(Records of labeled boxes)
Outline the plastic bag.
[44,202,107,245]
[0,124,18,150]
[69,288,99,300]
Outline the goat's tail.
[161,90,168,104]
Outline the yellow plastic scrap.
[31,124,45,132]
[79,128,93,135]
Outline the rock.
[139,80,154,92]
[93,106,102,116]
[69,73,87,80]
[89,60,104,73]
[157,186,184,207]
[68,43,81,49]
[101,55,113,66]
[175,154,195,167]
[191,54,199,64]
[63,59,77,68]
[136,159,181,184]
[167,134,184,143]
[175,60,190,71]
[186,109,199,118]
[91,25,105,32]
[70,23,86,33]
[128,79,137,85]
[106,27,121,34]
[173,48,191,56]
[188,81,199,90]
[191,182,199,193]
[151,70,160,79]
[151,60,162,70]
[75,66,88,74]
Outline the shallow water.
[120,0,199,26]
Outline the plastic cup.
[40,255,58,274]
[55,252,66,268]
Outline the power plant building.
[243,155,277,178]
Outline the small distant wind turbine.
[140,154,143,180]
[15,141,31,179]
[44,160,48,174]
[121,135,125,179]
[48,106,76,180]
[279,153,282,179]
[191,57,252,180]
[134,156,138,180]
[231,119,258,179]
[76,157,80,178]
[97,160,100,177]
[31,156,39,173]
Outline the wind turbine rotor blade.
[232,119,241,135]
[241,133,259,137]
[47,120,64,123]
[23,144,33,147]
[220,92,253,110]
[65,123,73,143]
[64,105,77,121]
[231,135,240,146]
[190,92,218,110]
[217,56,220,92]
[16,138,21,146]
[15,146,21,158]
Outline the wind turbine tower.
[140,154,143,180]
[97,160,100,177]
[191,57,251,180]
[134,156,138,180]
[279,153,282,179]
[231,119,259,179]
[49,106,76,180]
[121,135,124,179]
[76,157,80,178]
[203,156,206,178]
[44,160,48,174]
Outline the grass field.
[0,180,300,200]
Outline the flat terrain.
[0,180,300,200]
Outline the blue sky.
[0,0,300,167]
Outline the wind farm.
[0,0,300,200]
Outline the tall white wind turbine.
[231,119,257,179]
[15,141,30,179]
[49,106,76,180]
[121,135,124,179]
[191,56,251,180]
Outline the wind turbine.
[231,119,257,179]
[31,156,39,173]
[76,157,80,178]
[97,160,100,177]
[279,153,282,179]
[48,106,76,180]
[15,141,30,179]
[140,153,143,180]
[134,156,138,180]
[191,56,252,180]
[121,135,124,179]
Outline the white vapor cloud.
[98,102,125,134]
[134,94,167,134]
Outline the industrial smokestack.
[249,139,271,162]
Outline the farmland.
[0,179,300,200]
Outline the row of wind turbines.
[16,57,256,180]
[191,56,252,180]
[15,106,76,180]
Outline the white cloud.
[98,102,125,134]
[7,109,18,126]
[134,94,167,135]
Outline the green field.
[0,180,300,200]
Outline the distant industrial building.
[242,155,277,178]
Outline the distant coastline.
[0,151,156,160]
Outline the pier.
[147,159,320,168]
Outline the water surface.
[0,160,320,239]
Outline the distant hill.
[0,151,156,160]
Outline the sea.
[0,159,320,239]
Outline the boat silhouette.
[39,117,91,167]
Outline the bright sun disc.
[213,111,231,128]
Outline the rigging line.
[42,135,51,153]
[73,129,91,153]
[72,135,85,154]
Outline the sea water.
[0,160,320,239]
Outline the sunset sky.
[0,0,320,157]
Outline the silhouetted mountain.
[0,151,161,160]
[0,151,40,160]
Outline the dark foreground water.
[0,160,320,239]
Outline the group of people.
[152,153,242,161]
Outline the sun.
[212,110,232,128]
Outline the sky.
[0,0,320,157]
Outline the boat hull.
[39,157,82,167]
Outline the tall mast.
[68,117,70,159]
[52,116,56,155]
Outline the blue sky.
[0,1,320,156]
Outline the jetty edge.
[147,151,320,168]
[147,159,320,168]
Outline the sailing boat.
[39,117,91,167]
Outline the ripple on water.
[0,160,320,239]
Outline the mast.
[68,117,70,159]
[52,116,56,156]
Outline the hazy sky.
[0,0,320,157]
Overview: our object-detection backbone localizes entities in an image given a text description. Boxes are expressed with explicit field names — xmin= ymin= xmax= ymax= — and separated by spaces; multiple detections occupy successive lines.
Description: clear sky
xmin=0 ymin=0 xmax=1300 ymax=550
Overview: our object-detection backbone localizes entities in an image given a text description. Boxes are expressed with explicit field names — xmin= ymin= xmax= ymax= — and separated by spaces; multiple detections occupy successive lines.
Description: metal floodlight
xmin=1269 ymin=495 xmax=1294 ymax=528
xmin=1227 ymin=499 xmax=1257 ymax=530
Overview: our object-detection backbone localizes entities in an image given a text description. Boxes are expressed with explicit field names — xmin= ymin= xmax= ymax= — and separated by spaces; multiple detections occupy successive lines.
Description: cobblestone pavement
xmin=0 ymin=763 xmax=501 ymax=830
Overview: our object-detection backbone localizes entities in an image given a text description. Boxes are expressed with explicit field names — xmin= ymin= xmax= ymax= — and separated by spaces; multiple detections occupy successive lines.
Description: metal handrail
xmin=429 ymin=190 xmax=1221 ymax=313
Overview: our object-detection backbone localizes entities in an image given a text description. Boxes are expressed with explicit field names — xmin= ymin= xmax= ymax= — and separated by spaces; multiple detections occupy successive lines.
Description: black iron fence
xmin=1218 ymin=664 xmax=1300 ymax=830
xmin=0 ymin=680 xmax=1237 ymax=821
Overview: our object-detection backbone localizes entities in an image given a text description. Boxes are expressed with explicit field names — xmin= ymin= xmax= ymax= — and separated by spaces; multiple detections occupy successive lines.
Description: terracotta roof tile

## Set problem
Write out all of the data again, swapping each "object-detection backbone" for "detection model" and leaving everything else unchanged.

## Final result
Outline the plastic bag.
[44,202,107,245]
[0,124,18,150]
[69,288,99,300]
Outline the goat's tail.
[161,90,168,104]
Outline the yellow plastic scrap.
[31,124,45,132]
[79,128,93,135]
Outline the rock.
[139,80,154,92]
[93,106,102,116]
[69,73,87,80]
[89,60,104,73]
[157,186,184,207]
[68,43,81,49]
[101,55,113,66]
[175,154,195,167]
[191,54,199,64]
[63,59,77,68]
[136,159,181,184]
[167,134,184,143]
[175,60,190,71]
[186,109,199,118]
[91,25,105,32]
[70,23,86,33]
[128,79,137,85]
[106,27,121,34]
[173,48,191,56]
[188,81,199,90]
[191,182,199,193]
[151,70,160,79]
[151,60,162,70]
[75,66,88,74]
Outline the shallow water.
[120,0,199,26]
Outline the plastic cup.
[40,255,58,274]
[55,252,66,268]
Outline the power plant building.
[243,155,277,178]
Outline the small distant wind turbine.
[140,154,143,180]
[15,141,31,179]
[44,160,48,174]
[121,135,125,179]
[48,106,76,180]
[279,153,282,179]
[191,57,252,180]
[134,156,138,180]
[231,119,258,179]
[76,157,80,178]
[97,160,100,177]
[31,156,39,173]
Outline the wind turbine rotor blade.
[232,119,241,135]
[241,133,259,137]
[47,120,64,123]
[23,144,33,147]
[220,92,253,110]
[65,123,73,143]
[64,105,77,121]
[231,135,240,146]
[190,92,218,110]
[217,56,220,92]
[16,138,21,146]
[15,146,21,158]
Outline the wind turbine tower.
[140,154,143,180]
[97,160,100,177]
[191,57,251,180]
[134,156,138,180]
[279,153,282,179]
[231,119,259,179]
[49,106,76,180]
[121,135,124,179]
[76,157,80,178]
[203,156,206,178]
[44,160,48,174]
Outline the grass field.
[0,180,300,200]
Outline the flat terrain.
[0,180,300,200]
Outline the blue sky.
[0,0,300,167]
Outline the wind farm.
[0,0,300,200]
Outline the tall white wind turbine.
[231,119,257,179]
[15,141,30,179]
[49,106,76,180]
[121,135,124,179]
[191,56,251,180]
Outline the wind turbine.
[231,119,257,179]
[31,156,39,173]
[76,157,80,178]
[97,160,100,177]
[279,153,282,179]
[48,106,76,180]
[15,141,30,179]
[140,153,143,180]
[134,156,138,180]
[191,56,252,180]
[121,135,124,179]
Outline the white vapor cloud.
[98,102,125,134]
[134,94,167,134]
Outline the industrial smokestack.
[249,139,271,162]
Outline the farmland.
[0,179,300,200]
Outline the row of wind turbines.
[16,57,256,180]
[191,56,252,180]
[15,106,76,180]
Outline the white cloud.
[98,102,125,134]
[7,109,18,126]
[134,94,167,135]
Outline the green field.
[0,180,300,200]
Outline the distant industrial building.
[242,155,277,178]
Outline the distant coastline.
[0,151,156,160]
Outline the pier.
[147,159,320,168]
Outline the water surface.
[0,160,320,239]
Outline the distant hill.
[0,151,156,160]
Outline the sea.
[0,159,320,239]
Outline the boat silhouette.
[39,117,91,167]
Outline the bright sun disc.
[213,111,231,128]
Outline the rigging line.
[42,135,51,153]
[73,129,91,153]
[72,135,85,154]
Outline the sea water.
[0,160,320,239]
Outline the sunset sky.
[0,0,320,157]
Outline the silhouetted mountain.
[0,151,161,160]
[0,151,40,160]
Outline the dark foreground water.
[0,160,320,239]
Outline the group of people.
[152,153,242,161]
Outline the sun.
[212,110,232,128]
Outline the sky.
[0,0,320,157]
Outline the boat hull.
[39,157,82,167]
Outline the tall mast.
[68,117,70,159]
[52,116,56,155]
Outline the blue sky.
[0,1,320,156]
Outline the jetty edge.
[147,151,320,168]
[147,159,320,168]
Outline the sailing boat.
[39,117,91,167]
Outline the ripple on water.
[0,160,320,239]
Outline the mast.
[68,117,70,159]
[52,116,56,156]
Outline the hazy sky.
[0,0,320,157]
Overview: our detection model localizes entities in an image given a text description. Boxes are expressed with explicit field names — xmin= ymin= xmax= ymax= — and separated by spaces; multiple detections occupy successive lines.
Description: clear sky
xmin=0 ymin=0 xmax=1300 ymax=550
Overview: our detection model localizes entities in an image given a text description. Boxes are expressed with explicit field names — xmin= ymin= xmax= ymax= — and separated by spaces; multiple detections occupy successive lines.
Description: metal floodlight
xmin=1269 ymin=495 xmax=1294 ymax=528
xmin=1227 ymin=499 xmax=1257 ymax=530
Overview: our detection model localizes entities in an image given a text description. Boxes are expressed with explicit field names — xmin= ymin= xmax= ymax= — and separated by spaces; multiple detections occupy successive lines.
Description: cobblestone pavement
xmin=0 ymin=763 xmax=501 ymax=830
Overview: our detection model localizes entities in an image given a text description. Boxes are expressed with explicit field names — xmin= ymin= xmax= ymax= — and separated by spaces; multiple detections occupy successive lines.
Description: metal handrail
xmin=429 ymin=190 xmax=1221 ymax=313
Overview: our detection model localizes entities in an image given a text description. Boxes are expressed with explicit field names — xmin= ymin= xmax= ymax= — and separated by spaces; multiple detections occupy successive lines.
Description: black iron fence
xmin=1218 ymin=664 xmax=1300 ymax=830
xmin=0 ymin=680 xmax=1237 ymax=821
Overview: our detection model localizes entities in an image given a text description. Boxes are expressed with explicit field names — xmin= ymin= xmax= ymax= — and separated by spaces; multiple detections occupy successive lines.
Description: terracotta roof tile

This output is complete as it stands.